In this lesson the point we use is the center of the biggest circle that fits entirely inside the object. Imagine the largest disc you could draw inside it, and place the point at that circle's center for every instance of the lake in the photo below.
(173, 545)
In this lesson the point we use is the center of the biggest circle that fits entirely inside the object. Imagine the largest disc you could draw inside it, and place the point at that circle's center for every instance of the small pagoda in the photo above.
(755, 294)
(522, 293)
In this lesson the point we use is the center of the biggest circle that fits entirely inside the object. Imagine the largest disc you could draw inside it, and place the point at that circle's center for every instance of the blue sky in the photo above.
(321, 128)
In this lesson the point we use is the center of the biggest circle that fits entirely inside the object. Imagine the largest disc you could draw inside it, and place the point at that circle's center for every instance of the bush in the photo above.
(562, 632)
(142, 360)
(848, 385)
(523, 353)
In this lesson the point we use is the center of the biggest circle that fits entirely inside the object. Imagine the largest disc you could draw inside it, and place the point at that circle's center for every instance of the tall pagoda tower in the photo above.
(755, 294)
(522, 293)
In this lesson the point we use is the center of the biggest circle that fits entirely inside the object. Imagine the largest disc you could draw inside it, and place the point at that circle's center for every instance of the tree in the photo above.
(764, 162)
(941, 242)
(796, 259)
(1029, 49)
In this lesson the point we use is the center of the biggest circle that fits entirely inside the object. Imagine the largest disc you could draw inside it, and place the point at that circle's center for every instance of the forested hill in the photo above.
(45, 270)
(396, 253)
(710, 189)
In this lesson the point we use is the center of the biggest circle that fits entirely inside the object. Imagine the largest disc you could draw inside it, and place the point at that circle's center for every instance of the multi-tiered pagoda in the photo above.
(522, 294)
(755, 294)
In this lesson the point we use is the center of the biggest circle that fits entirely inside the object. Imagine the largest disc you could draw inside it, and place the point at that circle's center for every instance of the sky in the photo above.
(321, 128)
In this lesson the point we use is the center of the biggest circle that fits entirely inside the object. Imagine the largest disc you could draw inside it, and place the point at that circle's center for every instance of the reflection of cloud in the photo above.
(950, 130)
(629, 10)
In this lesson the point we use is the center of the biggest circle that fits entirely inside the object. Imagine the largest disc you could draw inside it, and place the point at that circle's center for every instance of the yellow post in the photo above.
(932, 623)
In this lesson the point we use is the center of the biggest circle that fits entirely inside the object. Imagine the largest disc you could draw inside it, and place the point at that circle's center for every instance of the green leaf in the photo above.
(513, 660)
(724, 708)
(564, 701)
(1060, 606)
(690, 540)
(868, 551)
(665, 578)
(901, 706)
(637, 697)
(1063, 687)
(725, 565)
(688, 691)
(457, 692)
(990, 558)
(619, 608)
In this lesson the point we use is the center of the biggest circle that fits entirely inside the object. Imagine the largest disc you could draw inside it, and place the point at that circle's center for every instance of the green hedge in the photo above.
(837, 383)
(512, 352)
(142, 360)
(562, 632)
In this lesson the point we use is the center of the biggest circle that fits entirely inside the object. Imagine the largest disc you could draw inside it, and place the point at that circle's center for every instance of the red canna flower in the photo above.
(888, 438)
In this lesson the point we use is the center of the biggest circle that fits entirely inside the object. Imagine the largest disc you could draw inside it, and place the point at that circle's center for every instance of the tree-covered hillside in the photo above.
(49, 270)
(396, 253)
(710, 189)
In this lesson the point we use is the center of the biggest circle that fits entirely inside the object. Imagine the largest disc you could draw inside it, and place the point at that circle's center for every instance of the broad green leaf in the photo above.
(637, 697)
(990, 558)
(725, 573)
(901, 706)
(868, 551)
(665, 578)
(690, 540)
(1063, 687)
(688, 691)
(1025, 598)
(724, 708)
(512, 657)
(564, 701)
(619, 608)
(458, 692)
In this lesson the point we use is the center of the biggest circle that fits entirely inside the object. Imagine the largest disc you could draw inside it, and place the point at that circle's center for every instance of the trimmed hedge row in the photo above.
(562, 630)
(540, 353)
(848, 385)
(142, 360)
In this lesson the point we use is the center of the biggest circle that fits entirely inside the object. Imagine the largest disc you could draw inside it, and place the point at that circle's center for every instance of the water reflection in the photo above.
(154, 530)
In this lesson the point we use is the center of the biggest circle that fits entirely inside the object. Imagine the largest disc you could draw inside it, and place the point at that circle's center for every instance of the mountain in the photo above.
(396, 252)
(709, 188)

## WHAT IS EXPECTED
Please render all of the rows above as a Markdown table with two columns, "n" for the row number and "Line" for the line itself, leaving out any blank lines.

## TASK OUTPUT
| n | Line |
|---|---|
| 1 | In this lesson the point we use is the center of the biggest circle that fits entirely inside the object. Imagine the largest disc you could draw inside it, and place the point at that circle's center for every instance of the lake in the photo below. |
| 2 | (173, 545) |
| 3 | In this lesson the point we use is the center of the biggest circle that fits entirely inside the object. Imagine the largest disc you could draw inside it, and place the point at that circle's center for every instance of the small pagoda in the photo above. |
| 4 | (755, 294) |
| 5 | (522, 293) |
| 6 | In this lesson the point we use is the center of the biggest circle that fits entirely inside the object. Imagine the largest disc you could draw inside it, and place the point at that circle's center for every instance of the blue sky in the photo above. |
| 7 | (321, 128) |
| 8 | In this lesson the point we use is the center of the biggest circle that fits entirely inside the object. Imagine the largest disc you could draw inside it, and place the point at that circle's center for every instance of the bush in the photo above. |
| 9 | (562, 632) |
| 10 | (142, 360) |
| 11 | (848, 385) |
| 12 | (523, 353) |
| 13 | In this lesson the point we use is the center of the biggest circle that fits entirely inside the object. Imagine the largest disc you could draw inside it, and place the point at that circle's center for every instance of the tall pagoda tower in the photo above. |
| 14 | (755, 294) |
| 15 | (522, 293) |
| 16 | In this lesson the point we use is the center of the biggest circle that fits entirely inside the object. Imagine the largest disc you could draw inside it, and place the point at that circle's center for every instance of the tree in the photo above. |
| 17 | (764, 162) |
| 18 | (941, 242) |
| 19 | (796, 259) |
| 20 | (1029, 49) |
| 21 | In this lesson the point we use is the center of the biggest circle that fits entirely inside the object. Imagine the largest disc you could draw inside it, and place the point at that circle's center for every instance of the forested hill in the photo above. |
| 22 | (45, 270) |
| 23 | (396, 253) |
| 24 | (710, 189) |
| 25 | In this lesson the point we use is the center of the biggest circle that fits entirely inside the object. Imagine the largest disc you could draw inside it, and place the point at that circle's center for every instance of the multi-tiered pagoda in the photo above. |
| 26 | (522, 294) |
| 27 | (755, 294) |
| 28 | In this lesson the point we use is the center of the biggest circle that fits entirely inside the object. Imagine the largest disc you could draw inside it, and place the point at that circle's center for every instance of the sky in the photo above. |
| 29 | (321, 128) |
| 30 | In this lesson the point we use is the center of the biggest circle that fits entirely inside the object. Imagine the largest disc you could draw inside it, and place the point at that circle's center for every instance of the reflection of cloud in the photo above. |
| 31 | (950, 130) |
| 32 | (629, 10) |
| 33 | In this lesson the point we use is the center of the biggest circle that fits entirely inside the object. Imagine the largest disc you could draw inside it, and place the point at that circle's center for every instance of the yellow post in the photo above. |
| 34 | (932, 623) |
| 35 | In this lesson the point we use is the center of the biggest circle that fits entirely inside the object. Imagine the largest disc you could draw inside it, and place the point at that circle's center for every instance of the green leaf in the photo above. |
| 36 | (513, 660) |
| 37 | (724, 708) |
| 38 | (564, 701) |
| 39 | (1060, 606) |
| 40 | (690, 540) |
| 41 | (868, 551) |
| 42 | (665, 578) |
| 43 | (901, 706) |
| 44 | (637, 697) |
| 45 | (1063, 687) |
| 46 | (725, 565) |
| 47 | (688, 691) |
| 48 | (457, 692) |
| 49 | (990, 558) |
| 50 | (619, 608) |
| 51 | In this lesson the point we use is the center of the biggest circle that fits entirely inside the object. Imagine the largest disc you could draw inside it, and place the point at that circle's center for every instance of the green hedge in the photo above. |
| 52 | (837, 383) |
| 53 | (512, 352) |
| 54 | (142, 360) |
| 55 | (562, 632) |
| 56 | In this lesson the point we use is the center of the biggest circle that fits entirely inside the object. Imagine the largest disc you could draw inside it, and place the point at that circle's center for every instance of the red canna flower in the photo above. |
| 57 | (888, 438) |
| 58 | In this lesson the point we use is the center of the biggest circle that fits entirely inside the object. Imagine the largest disc you could draw inside it, and place the point at that circle's center for every instance of the tree-covered hillside in the photo above. |
| 59 | (49, 270) |
| 60 | (396, 253) |
| 61 | (710, 189) |
| 62 | In this lesson the point we use is the center of the biggest circle that fits entirely inside the object. Imagine the largest disc you could draw inside it, and place the point at that circle's center for every instance of the broad green leaf in the photo above. |
| 63 | (637, 697) |
| 64 | (990, 558) |
| 65 | (725, 573) |
| 66 | (901, 706) |
| 67 | (868, 551) |
| 68 | (665, 578) |
| 69 | (690, 540) |
| 70 | (1063, 687) |
| 71 | (688, 691) |
| 72 | (1025, 598) |
| 73 | (724, 708) |
| 74 | (512, 657) |
| 75 | (564, 701) |
| 76 | (619, 608) |
| 77 | (458, 692) |
| 78 | In this lesson the point we use is the center of the biggest circle that fits entirely inside the object. Imagine the largest disc you could draw inside it, and place the point at that circle's center for every instance of the trimmed hedge row in the photo above. |
| 79 | (562, 630) |
| 80 | (540, 353) |
| 81 | (848, 385) |
| 82 | (142, 360) |
| 83 | In this lesson the point we use is the center of the biggest circle that fits entirely inside the object. Imagine the largest disc you could draw inside it, and place the point at that circle's center for every instance of the water reflection in the photo above. |
| 84 | (154, 530) |
| 85 | In this lesson the point we use is the center of the biggest circle that fits entirely inside the object. Imagine the largest disc you could draw inside it, and place the point at that circle's center for every instance of the mountain in the photo above. |
| 86 | (396, 252) |
| 87 | (709, 188) |